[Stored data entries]
= = = = =
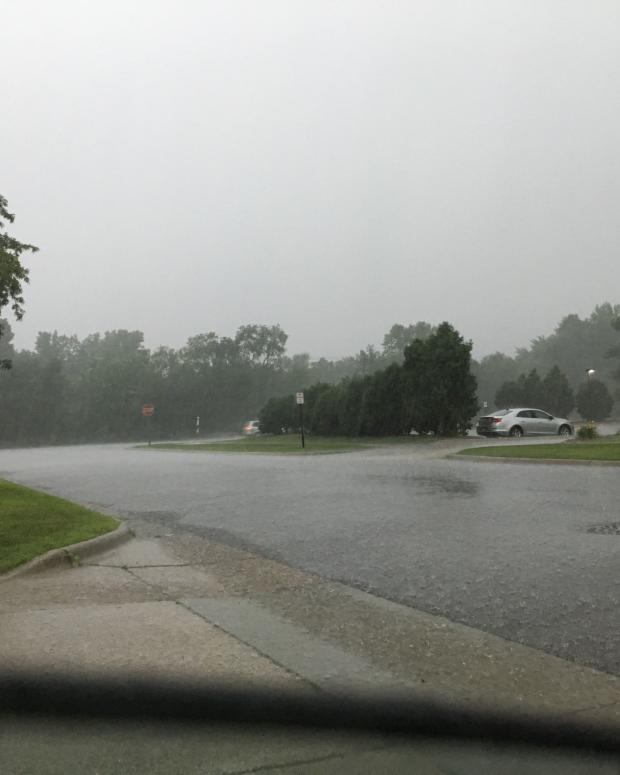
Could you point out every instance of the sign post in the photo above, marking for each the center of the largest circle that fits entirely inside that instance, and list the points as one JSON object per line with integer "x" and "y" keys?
{"x": 299, "y": 398}
{"x": 148, "y": 410}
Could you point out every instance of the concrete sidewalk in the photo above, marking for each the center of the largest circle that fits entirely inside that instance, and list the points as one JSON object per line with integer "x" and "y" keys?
{"x": 184, "y": 606}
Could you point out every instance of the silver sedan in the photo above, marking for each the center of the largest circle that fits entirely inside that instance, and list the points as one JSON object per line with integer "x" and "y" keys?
{"x": 523, "y": 422}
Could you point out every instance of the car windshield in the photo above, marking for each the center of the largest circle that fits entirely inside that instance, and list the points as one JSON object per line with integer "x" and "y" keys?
{"x": 265, "y": 267}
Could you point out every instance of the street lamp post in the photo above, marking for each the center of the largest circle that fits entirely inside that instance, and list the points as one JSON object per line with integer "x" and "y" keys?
{"x": 589, "y": 373}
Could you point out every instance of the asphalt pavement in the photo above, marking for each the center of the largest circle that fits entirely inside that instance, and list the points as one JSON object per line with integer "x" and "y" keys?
{"x": 504, "y": 549}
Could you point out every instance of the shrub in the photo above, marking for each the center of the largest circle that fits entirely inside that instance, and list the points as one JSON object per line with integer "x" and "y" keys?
{"x": 587, "y": 431}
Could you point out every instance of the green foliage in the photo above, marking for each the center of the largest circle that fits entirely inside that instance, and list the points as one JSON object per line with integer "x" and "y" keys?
{"x": 439, "y": 389}
{"x": 433, "y": 392}
{"x": 13, "y": 274}
{"x": 594, "y": 401}
{"x": 587, "y": 431}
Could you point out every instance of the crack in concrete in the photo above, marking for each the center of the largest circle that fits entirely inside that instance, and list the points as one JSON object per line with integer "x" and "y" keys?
{"x": 173, "y": 599}
{"x": 297, "y": 762}
{"x": 129, "y": 567}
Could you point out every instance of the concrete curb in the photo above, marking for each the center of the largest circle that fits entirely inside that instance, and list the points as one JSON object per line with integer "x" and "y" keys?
{"x": 72, "y": 555}
{"x": 540, "y": 460}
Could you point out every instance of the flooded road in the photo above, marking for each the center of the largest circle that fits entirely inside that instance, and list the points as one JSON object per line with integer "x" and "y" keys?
{"x": 504, "y": 548}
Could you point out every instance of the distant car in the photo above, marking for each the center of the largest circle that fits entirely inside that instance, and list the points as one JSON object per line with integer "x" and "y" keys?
{"x": 251, "y": 428}
{"x": 523, "y": 422}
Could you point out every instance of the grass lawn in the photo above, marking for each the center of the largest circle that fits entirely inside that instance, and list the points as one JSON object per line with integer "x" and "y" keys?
{"x": 606, "y": 448}
{"x": 32, "y": 523}
{"x": 291, "y": 444}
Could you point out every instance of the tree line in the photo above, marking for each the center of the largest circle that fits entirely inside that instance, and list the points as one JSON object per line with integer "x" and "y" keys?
{"x": 432, "y": 391}
{"x": 72, "y": 390}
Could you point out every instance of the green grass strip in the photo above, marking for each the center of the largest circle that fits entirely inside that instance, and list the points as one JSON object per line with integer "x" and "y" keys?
{"x": 32, "y": 523}
{"x": 291, "y": 444}
{"x": 603, "y": 449}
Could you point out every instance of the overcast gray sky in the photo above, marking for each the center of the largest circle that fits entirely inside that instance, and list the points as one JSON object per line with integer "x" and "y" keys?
{"x": 334, "y": 167}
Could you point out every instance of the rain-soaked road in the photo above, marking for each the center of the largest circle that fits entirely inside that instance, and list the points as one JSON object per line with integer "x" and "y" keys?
{"x": 504, "y": 548}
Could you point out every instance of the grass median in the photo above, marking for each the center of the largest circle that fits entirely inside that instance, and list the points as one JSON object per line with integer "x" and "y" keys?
{"x": 291, "y": 444}
{"x": 605, "y": 448}
{"x": 32, "y": 523}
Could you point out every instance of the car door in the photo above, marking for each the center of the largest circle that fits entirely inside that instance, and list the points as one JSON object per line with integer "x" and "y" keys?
{"x": 545, "y": 423}
{"x": 524, "y": 419}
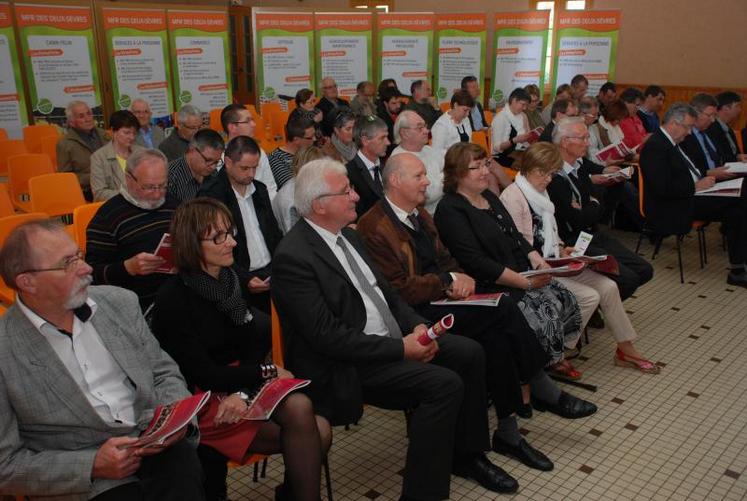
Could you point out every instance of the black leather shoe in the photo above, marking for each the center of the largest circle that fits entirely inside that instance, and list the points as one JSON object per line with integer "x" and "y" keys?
{"x": 568, "y": 406}
{"x": 524, "y": 453}
{"x": 487, "y": 474}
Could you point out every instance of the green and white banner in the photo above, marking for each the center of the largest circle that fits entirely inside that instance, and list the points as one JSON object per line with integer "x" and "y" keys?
{"x": 519, "y": 48}
{"x": 13, "y": 113}
{"x": 137, "y": 46}
{"x": 59, "y": 55}
{"x": 586, "y": 44}
{"x": 201, "y": 53}
{"x": 284, "y": 53}
{"x": 460, "y": 39}
{"x": 343, "y": 49}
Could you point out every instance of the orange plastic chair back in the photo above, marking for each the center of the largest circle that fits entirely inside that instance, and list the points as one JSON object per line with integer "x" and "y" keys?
{"x": 21, "y": 168}
{"x": 82, "y": 215}
{"x": 32, "y": 135}
{"x": 49, "y": 147}
{"x": 6, "y": 206}
{"x": 9, "y": 148}
{"x": 55, "y": 194}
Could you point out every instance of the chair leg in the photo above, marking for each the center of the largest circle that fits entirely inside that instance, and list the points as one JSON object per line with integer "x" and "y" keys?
{"x": 328, "y": 478}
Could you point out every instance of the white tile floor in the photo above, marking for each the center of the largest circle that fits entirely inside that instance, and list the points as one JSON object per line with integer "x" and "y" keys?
{"x": 679, "y": 435}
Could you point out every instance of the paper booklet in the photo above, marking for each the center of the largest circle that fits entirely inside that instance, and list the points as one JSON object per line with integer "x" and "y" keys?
{"x": 170, "y": 419}
{"x": 730, "y": 188}
{"x": 736, "y": 167}
{"x": 473, "y": 300}
{"x": 569, "y": 270}
{"x": 165, "y": 251}
{"x": 262, "y": 404}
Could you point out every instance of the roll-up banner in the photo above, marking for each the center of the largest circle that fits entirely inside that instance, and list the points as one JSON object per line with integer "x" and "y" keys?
{"x": 137, "y": 45}
{"x": 13, "y": 113}
{"x": 343, "y": 49}
{"x": 519, "y": 48}
{"x": 201, "y": 54}
{"x": 405, "y": 45}
{"x": 59, "y": 55}
{"x": 586, "y": 43}
{"x": 460, "y": 41}
{"x": 284, "y": 54}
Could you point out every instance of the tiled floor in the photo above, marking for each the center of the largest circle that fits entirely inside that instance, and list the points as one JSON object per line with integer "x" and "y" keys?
{"x": 679, "y": 435}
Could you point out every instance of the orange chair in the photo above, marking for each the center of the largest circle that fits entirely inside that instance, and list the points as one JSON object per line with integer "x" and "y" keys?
{"x": 21, "y": 168}
{"x": 6, "y": 206}
{"x": 9, "y": 148}
{"x": 82, "y": 215}
{"x": 55, "y": 194}
{"x": 49, "y": 147}
{"x": 32, "y": 135}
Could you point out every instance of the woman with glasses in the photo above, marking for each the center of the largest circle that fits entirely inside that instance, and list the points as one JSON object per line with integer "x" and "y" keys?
{"x": 202, "y": 319}
{"x": 534, "y": 215}
{"x": 480, "y": 234}
{"x": 108, "y": 162}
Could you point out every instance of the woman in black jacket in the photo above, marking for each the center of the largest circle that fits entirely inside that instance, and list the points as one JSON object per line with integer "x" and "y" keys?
{"x": 202, "y": 319}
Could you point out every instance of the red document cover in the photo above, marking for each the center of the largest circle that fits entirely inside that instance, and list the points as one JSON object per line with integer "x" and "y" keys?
{"x": 171, "y": 418}
{"x": 165, "y": 251}
{"x": 261, "y": 406}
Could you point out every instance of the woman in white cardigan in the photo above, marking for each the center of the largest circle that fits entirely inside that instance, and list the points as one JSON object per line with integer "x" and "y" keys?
{"x": 534, "y": 215}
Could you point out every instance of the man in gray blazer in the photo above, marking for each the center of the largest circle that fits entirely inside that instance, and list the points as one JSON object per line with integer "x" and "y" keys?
{"x": 80, "y": 376}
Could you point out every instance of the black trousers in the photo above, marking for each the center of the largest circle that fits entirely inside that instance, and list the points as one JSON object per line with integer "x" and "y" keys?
{"x": 449, "y": 417}
{"x": 634, "y": 270}
{"x": 732, "y": 212}
{"x": 513, "y": 354}
{"x": 171, "y": 475}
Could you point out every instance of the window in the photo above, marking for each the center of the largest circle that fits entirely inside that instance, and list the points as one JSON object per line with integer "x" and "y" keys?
{"x": 551, "y": 5}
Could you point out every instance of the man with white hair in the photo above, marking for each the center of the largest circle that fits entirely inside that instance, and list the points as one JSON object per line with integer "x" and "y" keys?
{"x": 80, "y": 377}
{"x": 189, "y": 121}
{"x": 123, "y": 235}
{"x": 75, "y": 148}
{"x": 411, "y": 133}
{"x": 148, "y": 136}
{"x": 363, "y": 343}
{"x": 576, "y": 210}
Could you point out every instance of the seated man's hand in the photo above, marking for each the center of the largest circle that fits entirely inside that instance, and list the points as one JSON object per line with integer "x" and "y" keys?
{"x": 113, "y": 462}
{"x": 144, "y": 263}
{"x": 417, "y": 352}
{"x": 257, "y": 285}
= = = = =
Problem to solve: Your reply should be a verbatim retyping of the lines from the one that holds "Could you point out every instance of the seated" through the last line of the entries.

Answer box:
Could you point out every instance of the seated man's hand in the photo above, marking for each the center of the largest circle that fits entirely inside that instance, and list the points as one JSON object per line with integer "x" and "y" keys?
{"x": 113, "y": 462}
{"x": 144, "y": 263}
{"x": 417, "y": 352}
{"x": 257, "y": 285}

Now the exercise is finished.